An On & Off Beat
Kerouac’s Beat Etymologies
If one does a search in the MLA database for “off-beat” as a title word, the number of hits is limited to four different entries. This can mean one of two things: either the notion of off-beat is seriously under-theorised and something needs urgently to be done about it; or else, off-beat is completely marginal to literary criticism and should best remain so. For now we shall proceed in the belief that the former is closer to the truth.
What exactly does off-beat signify? Our examination of the word would not be complete if it did not contain a remark on the compound’s own self-reflexive “off-beatness.” We may perhaps best proceed by looking etymologically at each of the compound’s elements separately. The verb “beat” means to strike repeatedly (a highly resonant meaning when we turn to the musical usage of the word) and its root “beatan” occurs in texts as early as Beowulf (about the year 725).  As a verb, the part-tense “beat” has developed from Middle English where it was originally spelled “beted.” What is noteworthy here is that “beted” and “beatan” contain an extra syllable, which to all intents and purposes make the forms distinctly off-beat compared to the ones currently in use. The short form of the participle “beat” (rather than the off-beat form “beaten”) is still found in certain words such as “dead-beat.” Curiously these words have echoes in the cultural connotations of the word “beat” when defined and used as a generational epithet by writers such as Jack Kerouac.

REQUIRED TASKS
a - List every word form that the passage on beat etymologies describes as off-beat.
b - Answer each question from the passage on beat etymologies.
(i) How many different entries does a title-word search for "off-beat" in the MLA database return?
(ii) Around what year does Beowulf date?
(iii) How was the past tense "beat" originally spelled in Middle English?
c - According to the passage on beat etymologies, why do the forms "beted" and "beatan" count as off-beat?

EXCERPTED DATA
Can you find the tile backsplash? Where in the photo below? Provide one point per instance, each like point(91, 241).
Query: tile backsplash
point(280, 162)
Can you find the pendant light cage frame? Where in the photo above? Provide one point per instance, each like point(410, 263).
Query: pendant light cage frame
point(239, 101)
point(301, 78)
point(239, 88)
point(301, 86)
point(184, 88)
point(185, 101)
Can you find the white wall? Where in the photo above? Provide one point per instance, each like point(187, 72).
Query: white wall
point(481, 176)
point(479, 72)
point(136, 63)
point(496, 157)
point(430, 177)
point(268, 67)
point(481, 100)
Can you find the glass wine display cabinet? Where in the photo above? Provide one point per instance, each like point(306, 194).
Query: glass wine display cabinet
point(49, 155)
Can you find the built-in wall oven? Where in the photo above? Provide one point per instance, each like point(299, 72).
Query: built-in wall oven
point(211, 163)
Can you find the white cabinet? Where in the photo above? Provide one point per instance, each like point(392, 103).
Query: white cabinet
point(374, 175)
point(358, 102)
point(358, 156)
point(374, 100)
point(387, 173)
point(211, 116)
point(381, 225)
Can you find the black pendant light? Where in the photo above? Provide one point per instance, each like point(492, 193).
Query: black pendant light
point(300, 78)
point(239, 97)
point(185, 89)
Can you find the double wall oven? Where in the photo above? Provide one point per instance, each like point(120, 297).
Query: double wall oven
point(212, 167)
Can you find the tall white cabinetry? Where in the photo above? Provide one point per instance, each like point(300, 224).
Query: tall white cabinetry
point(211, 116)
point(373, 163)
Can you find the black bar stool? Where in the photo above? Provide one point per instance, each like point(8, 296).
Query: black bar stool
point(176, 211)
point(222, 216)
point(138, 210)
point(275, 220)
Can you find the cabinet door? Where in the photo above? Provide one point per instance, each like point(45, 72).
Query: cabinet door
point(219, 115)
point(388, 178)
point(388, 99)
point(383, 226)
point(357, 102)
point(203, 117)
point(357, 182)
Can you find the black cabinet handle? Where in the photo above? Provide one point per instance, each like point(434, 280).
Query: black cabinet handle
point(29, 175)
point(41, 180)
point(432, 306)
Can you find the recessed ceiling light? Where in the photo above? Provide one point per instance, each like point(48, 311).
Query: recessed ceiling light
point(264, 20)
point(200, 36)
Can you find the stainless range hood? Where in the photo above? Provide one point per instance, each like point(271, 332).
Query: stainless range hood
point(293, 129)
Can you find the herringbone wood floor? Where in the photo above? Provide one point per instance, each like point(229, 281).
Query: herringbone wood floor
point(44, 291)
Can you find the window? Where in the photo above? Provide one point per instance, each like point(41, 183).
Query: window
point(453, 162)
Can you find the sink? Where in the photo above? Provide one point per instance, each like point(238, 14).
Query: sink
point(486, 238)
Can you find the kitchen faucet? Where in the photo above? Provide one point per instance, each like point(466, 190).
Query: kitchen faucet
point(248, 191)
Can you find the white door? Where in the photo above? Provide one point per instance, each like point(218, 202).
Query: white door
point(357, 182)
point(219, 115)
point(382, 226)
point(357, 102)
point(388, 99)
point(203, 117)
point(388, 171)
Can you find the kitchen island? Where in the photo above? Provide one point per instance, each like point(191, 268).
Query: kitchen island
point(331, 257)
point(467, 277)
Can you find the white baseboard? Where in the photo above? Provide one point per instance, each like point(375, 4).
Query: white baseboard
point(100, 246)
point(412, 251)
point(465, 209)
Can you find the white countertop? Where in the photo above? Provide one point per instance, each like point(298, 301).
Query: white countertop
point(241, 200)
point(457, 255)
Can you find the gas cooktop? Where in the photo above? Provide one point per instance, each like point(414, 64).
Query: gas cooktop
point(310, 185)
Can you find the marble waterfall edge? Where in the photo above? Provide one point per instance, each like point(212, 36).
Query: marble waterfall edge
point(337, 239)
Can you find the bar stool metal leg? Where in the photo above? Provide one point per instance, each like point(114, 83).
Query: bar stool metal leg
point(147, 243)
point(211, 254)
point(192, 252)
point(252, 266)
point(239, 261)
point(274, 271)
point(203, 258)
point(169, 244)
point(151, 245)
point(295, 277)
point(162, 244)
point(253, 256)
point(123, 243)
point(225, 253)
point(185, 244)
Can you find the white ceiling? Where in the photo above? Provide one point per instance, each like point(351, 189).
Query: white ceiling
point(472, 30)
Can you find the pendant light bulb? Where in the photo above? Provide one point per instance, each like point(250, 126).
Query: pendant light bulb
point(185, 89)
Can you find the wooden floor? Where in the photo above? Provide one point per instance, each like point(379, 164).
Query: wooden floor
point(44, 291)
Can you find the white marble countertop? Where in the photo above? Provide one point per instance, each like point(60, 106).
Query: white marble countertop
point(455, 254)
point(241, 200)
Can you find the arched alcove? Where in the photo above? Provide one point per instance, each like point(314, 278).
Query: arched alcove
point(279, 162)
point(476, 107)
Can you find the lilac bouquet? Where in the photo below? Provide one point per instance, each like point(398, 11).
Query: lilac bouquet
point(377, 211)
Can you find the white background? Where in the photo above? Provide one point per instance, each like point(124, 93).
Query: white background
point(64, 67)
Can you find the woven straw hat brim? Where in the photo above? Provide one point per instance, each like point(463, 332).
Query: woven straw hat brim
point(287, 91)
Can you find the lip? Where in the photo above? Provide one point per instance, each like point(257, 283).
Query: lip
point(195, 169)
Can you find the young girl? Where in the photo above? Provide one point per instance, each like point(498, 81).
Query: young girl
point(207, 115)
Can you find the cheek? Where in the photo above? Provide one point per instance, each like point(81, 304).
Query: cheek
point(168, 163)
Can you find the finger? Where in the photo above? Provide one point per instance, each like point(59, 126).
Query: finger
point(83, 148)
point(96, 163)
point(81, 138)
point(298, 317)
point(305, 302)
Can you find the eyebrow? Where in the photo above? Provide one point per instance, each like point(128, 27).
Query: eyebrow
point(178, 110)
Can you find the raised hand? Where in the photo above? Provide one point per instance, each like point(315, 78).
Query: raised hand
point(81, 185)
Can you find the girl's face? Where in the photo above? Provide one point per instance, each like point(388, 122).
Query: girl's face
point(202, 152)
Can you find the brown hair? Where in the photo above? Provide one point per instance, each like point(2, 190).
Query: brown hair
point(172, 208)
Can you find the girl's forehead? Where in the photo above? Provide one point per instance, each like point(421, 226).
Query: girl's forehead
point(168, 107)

ANSWER SET
a - "beatan", "beted", "beaten"

b -
(i) Four.
(ii) About the year 725.
(iii) "Beted."

c - Each contains an extra syllable. This makes them distinctly off-beat compared with the forms currently in use.